Your instructions: Report every line in the records below that holds the word "blue".
** Dataset records follows **
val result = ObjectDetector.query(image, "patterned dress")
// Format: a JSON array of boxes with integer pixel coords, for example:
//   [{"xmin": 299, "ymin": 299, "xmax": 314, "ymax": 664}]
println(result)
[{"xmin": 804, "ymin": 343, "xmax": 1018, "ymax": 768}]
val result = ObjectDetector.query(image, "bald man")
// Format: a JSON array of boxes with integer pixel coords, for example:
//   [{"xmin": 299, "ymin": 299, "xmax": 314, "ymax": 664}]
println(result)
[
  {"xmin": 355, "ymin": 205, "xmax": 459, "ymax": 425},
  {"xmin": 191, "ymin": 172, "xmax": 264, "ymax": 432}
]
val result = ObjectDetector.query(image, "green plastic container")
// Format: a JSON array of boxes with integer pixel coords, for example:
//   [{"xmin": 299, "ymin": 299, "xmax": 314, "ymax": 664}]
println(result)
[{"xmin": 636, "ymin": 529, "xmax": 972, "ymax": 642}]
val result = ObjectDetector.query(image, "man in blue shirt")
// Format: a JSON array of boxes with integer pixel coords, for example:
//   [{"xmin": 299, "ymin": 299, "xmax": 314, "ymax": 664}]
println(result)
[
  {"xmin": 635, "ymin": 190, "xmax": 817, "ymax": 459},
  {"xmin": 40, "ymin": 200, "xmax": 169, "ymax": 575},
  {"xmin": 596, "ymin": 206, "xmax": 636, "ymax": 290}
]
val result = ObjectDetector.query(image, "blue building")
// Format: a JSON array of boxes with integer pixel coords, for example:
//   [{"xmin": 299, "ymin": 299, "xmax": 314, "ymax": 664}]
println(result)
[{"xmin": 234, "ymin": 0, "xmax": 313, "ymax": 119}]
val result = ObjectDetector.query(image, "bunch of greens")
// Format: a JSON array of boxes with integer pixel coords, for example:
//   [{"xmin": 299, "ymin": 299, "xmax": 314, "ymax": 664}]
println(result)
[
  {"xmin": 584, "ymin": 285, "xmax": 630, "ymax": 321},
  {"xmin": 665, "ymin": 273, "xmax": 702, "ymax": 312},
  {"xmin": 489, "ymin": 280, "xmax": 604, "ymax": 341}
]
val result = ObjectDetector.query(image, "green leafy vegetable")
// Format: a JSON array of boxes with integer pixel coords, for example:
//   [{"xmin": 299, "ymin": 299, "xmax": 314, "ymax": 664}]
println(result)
** End of Dataset records **
Finished task:
val result = ObjectDetector.query(image, "man in blue shirt")
val result = ObjectDetector.query(image, "blue building")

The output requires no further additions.